Reproduce the records below exactly, but leave their pictures out of the copy.
● ● ● ●
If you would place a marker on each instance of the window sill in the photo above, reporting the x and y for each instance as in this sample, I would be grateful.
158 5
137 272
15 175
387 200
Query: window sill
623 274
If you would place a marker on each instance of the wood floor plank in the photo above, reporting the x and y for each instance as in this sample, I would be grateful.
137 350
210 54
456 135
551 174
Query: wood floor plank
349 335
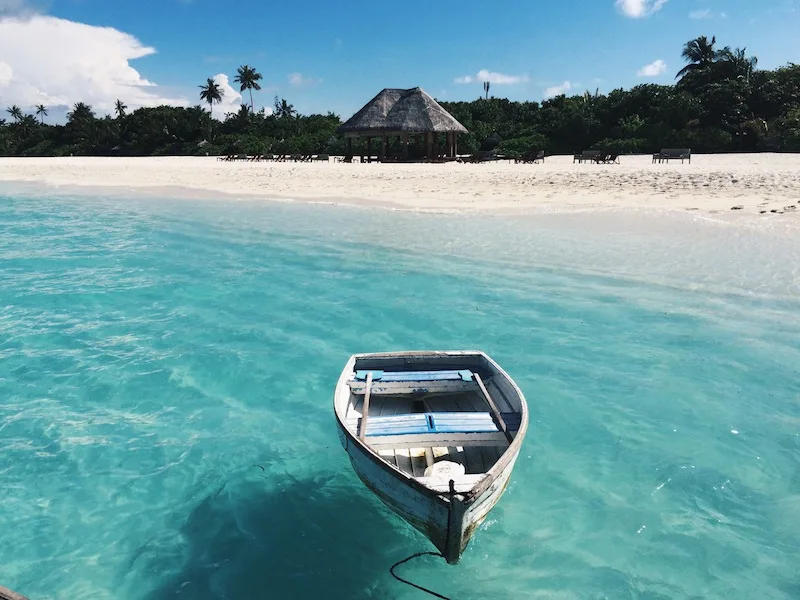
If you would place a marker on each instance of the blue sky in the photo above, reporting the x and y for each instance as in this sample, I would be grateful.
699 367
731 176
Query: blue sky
336 55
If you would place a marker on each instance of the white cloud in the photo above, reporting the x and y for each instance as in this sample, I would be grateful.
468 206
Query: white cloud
300 80
493 77
56 62
13 7
557 90
654 69
638 9
701 14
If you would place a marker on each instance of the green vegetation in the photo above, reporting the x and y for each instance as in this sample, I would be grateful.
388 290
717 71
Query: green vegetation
720 103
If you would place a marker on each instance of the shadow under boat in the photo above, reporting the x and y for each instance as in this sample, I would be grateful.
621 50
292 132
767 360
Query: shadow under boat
305 538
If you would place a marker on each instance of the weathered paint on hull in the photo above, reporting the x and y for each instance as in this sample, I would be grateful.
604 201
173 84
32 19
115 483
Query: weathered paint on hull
428 515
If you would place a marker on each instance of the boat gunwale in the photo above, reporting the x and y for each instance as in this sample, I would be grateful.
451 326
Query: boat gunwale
488 477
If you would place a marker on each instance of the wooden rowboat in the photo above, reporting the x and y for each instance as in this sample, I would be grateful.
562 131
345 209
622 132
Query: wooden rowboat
434 435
● ● ● ●
__Output of the task__:
If you would place a marker on each instance of the window sill in the photo above, reporting the x and y for each instance as in this sample, I would be grateful.
158 5
137 272
15 175
387 200
Query: window sill
623 274
If you would place a marker on each instance of the wood floor plank in the photo above, reporting the x and y for each instance as in this sample, I would be grateful.
137 350
210 54
456 135
551 174
Query: wood floor plank
349 335
If you would place a marker on each instance of the blue sky in the photo above, reporting the x and y for each instance as in this sample, I would be grateful.
699 367
731 176
Query: blue sky
336 55
If you would place a marker on each instance of the white cloud in the photo above, reporting the x and y for each instance as in this sample, I would be grateful.
468 206
Query: white cloud
300 80
493 77
56 62
13 7
557 90
654 69
638 9
701 14
If you would place a marker on each instance of the green vegetation in the photo above, reporting the x and y for each instance as in this sample, I would be grateful.
388 290
717 71
Query: green vegetation
720 103
If you would place a marker on each instance of the shadow under boat in the photo above, reporting the x and y for each instance as in this sample, I would be grateful.
621 50
292 132
767 360
Query: shadow under boat
305 538
If you would place a marker on each instance of the weathered paint on hull in the photo above, reporting the x and y for each instance as in this sample, I would be grateful.
604 201
173 84
32 19
115 483
Query: weathered paint on hull
428 515
If you would place a marker on each instance of the boat gunwale in the photo above, reporting the x and y for each instance as in this sample, I would be grateful.
451 326
Query: boat gunwale
488 477
If you would place a marker on each instance of the wooden rowboat in the photo above, reporting the x and y for each instance as in this sample, I would be grateful.
562 131
345 209
622 132
Query: wooden rowboat
434 435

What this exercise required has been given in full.